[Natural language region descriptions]

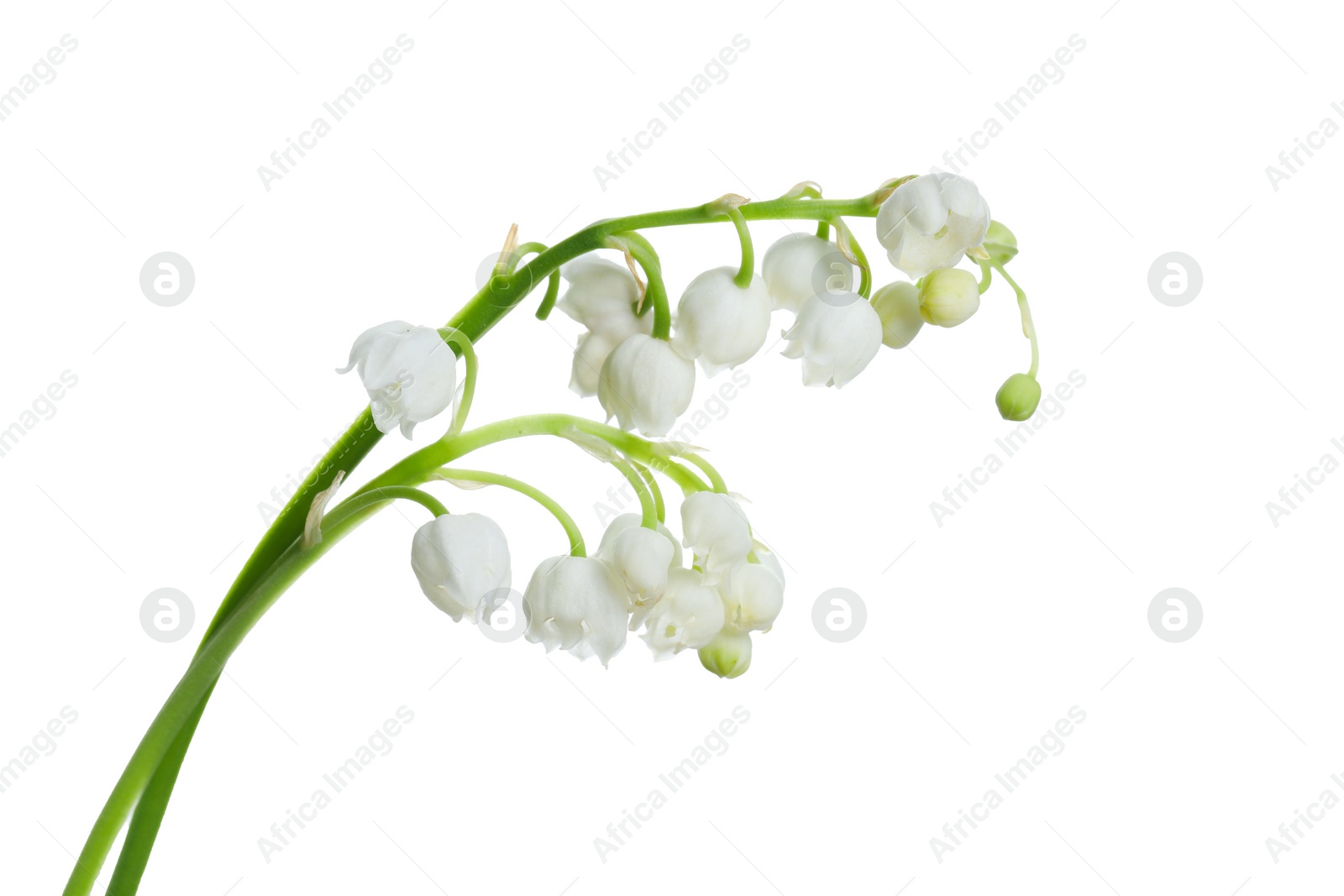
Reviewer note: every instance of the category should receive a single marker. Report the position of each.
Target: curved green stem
(553, 291)
(477, 317)
(459, 338)
(843, 233)
(649, 513)
(716, 479)
(656, 291)
(374, 497)
(1028, 327)
(183, 708)
(649, 479)
(748, 269)
(523, 488)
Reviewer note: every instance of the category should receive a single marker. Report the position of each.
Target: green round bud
(1000, 244)
(729, 654)
(1018, 396)
(949, 297)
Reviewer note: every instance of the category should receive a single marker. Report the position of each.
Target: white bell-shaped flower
(721, 322)
(606, 547)
(410, 374)
(932, 222)
(729, 654)
(949, 297)
(591, 355)
(752, 597)
(837, 336)
(799, 266)
(898, 308)
(575, 605)
(460, 559)
(601, 296)
(642, 558)
(689, 616)
(645, 385)
(716, 528)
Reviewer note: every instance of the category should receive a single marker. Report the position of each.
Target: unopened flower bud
(729, 654)
(898, 307)
(949, 297)
(1000, 244)
(1018, 396)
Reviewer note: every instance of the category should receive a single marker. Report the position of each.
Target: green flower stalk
(640, 362)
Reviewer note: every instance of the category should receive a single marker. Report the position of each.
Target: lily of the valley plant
(709, 590)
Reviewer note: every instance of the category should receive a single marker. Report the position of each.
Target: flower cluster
(927, 224)
(638, 359)
(638, 580)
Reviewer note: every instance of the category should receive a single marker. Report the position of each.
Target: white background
(1028, 600)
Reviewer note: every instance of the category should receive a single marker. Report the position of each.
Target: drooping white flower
(689, 616)
(645, 385)
(752, 597)
(799, 266)
(932, 222)
(949, 297)
(410, 374)
(606, 548)
(601, 296)
(591, 355)
(729, 654)
(716, 527)
(898, 308)
(721, 322)
(837, 336)
(575, 605)
(642, 558)
(460, 559)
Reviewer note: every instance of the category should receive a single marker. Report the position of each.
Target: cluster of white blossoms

- **WHAT THE TASK REQUIRES**:
Your answer must be an exact repeat of the records above, with no pictures in it.

- **ANSWER BOX**:
Reviewer note: every instance of the category should receive a single marker. Report the position of each.
Target: curved green stem
(553, 291)
(477, 317)
(459, 338)
(843, 233)
(649, 513)
(716, 479)
(656, 291)
(374, 497)
(1028, 327)
(183, 708)
(649, 479)
(748, 269)
(523, 488)
Reviewer note: every instance of the category should receive a single marker. Report the position of each.
Target: green round bud
(1000, 244)
(729, 654)
(1018, 396)
(949, 297)
Reviewer note: every instance of the category should receive a single marker. Report the position of each.
Target: white bell-shaped flower
(721, 322)
(606, 547)
(410, 374)
(932, 222)
(729, 654)
(949, 297)
(591, 355)
(752, 597)
(837, 336)
(799, 266)
(898, 308)
(575, 605)
(460, 559)
(601, 296)
(642, 558)
(689, 616)
(645, 385)
(716, 528)
Reviewer note: every instance of the category should receive a single marker. Report the position of each.
Target: unopened flower bud
(729, 654)
(898, 307)
(949, 297)
(1000, 244)
(1018, 396)
Reviewer note: every instance of the category should receive a single marker. Report the position of each.
Target: green flower stalk
(640, 362)
Reviewer note: every instance of the category should receive a single marker. Report the position of each.
Target: lily of the valley plant
(709, 590)
Reviewer note: every instance of the category should receive a single marker. Report the position of each.
Target: flower cluster
(927, 224)
(638, 359)
(638, 580)
Reviewer note: every instance of the category should receive a single marker. Report the position of each.
Target: white background
(1028, 600)
Reviewer note: every instance of the category should receive a single marker. Report the position of each.
Target: drooping white flower
(689, 616)
(645, 385)
(752, 597)
(799, 266)
(932, 222)
(949, 297)
(410, 374)
(606, 548)
(601, 296)
(591, 355)
(729, 654)
(716, 527)
(898, 308)
(721, 322)
(837, 336)
(575, 605)
(642, 558)
(460, 559)
Reviewer note: every instance of the category should receive a single marker. Report the position of each.
Target: cluster of white blossoms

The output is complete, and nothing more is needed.